▸ **INSTRUÇÃO 1**: Verta para o inglês esta frase do texto sobre o Dzogchen: «Todos os ensinamentos budistas são explicados em termos de “Base, Caminho e Fruição”.»
▸ **INSTRUÇÃO 2**: Retome o texto sobre o Dzogchen e prossiga a partir da última frase apresentada.

Nada podia estar mais distante do significado de Dzogchen: o estado já perfeito em si mesmo da nossa natureza primordial, que não precisa de “aperfeiçoamento”, uma vez que, como o céu, sempre foi perfeito desde o começo.

Todos os ensinamentos budistas são explicados em termos de “Base, Caminho e Fruição”. A Base do Dzogchen é esse estado fundamental e primevo, nossa natureza absoluta que já é perfeita e está sempre presente. Patrul Rinpoche diz: “Nem é para ser buscada externamente, nem é algo que você não tinha antes ou que precise nascer agora de um modo novo em sua mente”. Do ponto de vista da Base – o absoluto – nossa natureza é a mesma que a dos budas, e nesse nível não há que ouvir ensinamentos ou fazer prática – nem um pingo, dizem os mestres.
Não obstante, temos de entender, os budas tomaram um caminho e nós tomamos outro. Os budas reconhecem sua natureza original e tornam-se iluminados; nós não a reconhecemos e por isso nos tornamos confusos. Nos ensinamentos, esses estado de coisas é chamado “Uma base, dois Caminhos”. Nossa condição relativa é que nossa natureza intrínseca está obscurecida e precisamos seguir os ensinamentos e a prática para voltarmos à verdade: esse é o caminho do Dzogchen. Finalmente, atingir a realização da nossa natureza original é atingir a completa liberação e tornar-se um buda. Essa é a fruição do Dzogchen, que de fato é possível ao praticante em uma só vida, quando ele ou ela a isso dedica seu coração e mente.

▸ **REGISTROS DE DADOS**:

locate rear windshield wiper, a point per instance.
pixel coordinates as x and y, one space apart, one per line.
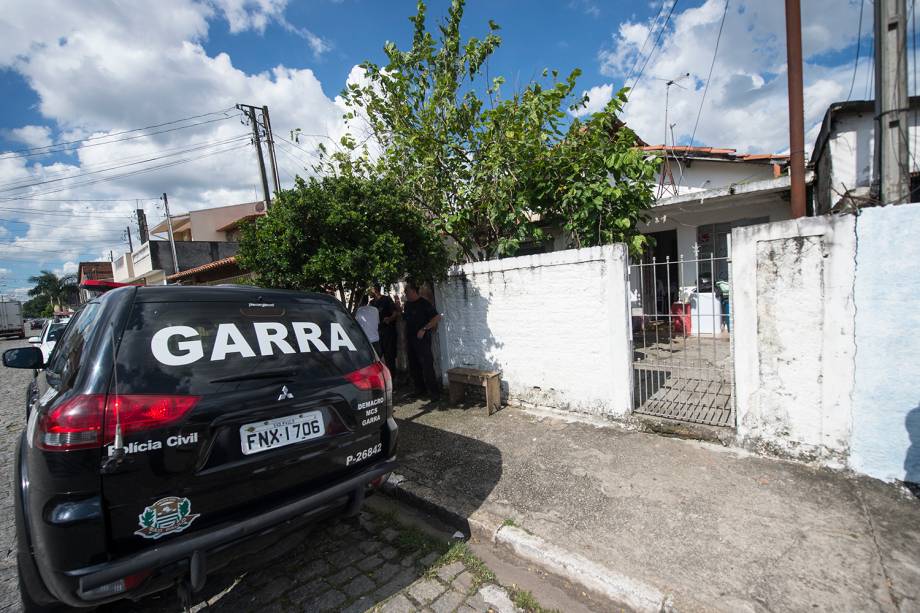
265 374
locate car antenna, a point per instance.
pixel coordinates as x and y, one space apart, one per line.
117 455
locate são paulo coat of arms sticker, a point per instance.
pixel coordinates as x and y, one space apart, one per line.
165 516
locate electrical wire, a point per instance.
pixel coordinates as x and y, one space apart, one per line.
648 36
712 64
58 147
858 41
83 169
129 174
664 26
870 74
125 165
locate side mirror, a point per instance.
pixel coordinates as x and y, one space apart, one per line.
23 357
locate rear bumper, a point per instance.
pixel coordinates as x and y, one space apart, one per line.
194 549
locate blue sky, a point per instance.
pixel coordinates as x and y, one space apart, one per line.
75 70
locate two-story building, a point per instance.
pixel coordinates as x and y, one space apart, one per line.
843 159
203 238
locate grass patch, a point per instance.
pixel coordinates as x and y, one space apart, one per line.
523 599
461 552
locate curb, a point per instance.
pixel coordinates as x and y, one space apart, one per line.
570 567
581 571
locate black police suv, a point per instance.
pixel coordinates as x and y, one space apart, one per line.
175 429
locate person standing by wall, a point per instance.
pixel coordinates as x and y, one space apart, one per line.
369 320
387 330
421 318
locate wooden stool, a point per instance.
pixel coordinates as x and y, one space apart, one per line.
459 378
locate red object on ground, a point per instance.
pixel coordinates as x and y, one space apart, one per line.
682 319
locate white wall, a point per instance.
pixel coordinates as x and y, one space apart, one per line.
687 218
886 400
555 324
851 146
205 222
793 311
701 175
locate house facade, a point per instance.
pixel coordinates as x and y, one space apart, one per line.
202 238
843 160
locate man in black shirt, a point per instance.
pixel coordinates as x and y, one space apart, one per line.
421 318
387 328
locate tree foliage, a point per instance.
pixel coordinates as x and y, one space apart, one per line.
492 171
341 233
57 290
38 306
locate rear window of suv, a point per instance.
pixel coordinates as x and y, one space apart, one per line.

▸ **RESPOSTA 1**: All Buddhist teachings are explained in terms of "Ground, Path, and Fruition."

▸ **RESPOSTA 2**:
Os mestres Dzogchen são agudamente conscientes dos perigos de confundir o absoluto com o relativo. Quem não consegue compreender essa relação pode subestimar ou até desprezar os aspectos relativos da prática espiritual e a lei cármica de causa e efeito. No entanto, àqueles que apreendem verdadeiramente o significado do Dzogchen terão um respeito ainda mais profundo pelo carma, bem como uma apreciação mais intensa e premente da necessidade de purificação e de prática espiritual. Isso se dará porque eles poderão perceber a vastidão daquilo que há neles e que foi obscurecido, o que os fará empenhar-se de maneira mais fervorosa, e com disciplina sempre fresca e natural, em remover o que quer que se interponha entre eles e sua verdadeira natureza.
Os ensinamentos Dzogchen são como um espelho que reflete a Base da nossa natureza original com pureza tão elevada e liberadora, e claridade tão imaculada, que constituem uma proteção ao perigo de ficar presos em qualquer forma de entendimento conceitualmente fabricado, mesmo que sutil, convincente ou sedutor.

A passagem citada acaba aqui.